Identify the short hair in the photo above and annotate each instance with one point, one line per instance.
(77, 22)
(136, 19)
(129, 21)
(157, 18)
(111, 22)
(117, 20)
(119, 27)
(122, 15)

──────────

**WRITTEN EXERCISE:**
Output the rows above again, line for line, without changing anything.

**WRITTEN RESPONSE:**
Identify the short hair in the photo above and annotate each instance with one point, one line per instance.
(77, 22)
(136, 19)
(129, 21)
(157, 18)
(111, 22)
(117, 20)
(119, 27)
(122, 15)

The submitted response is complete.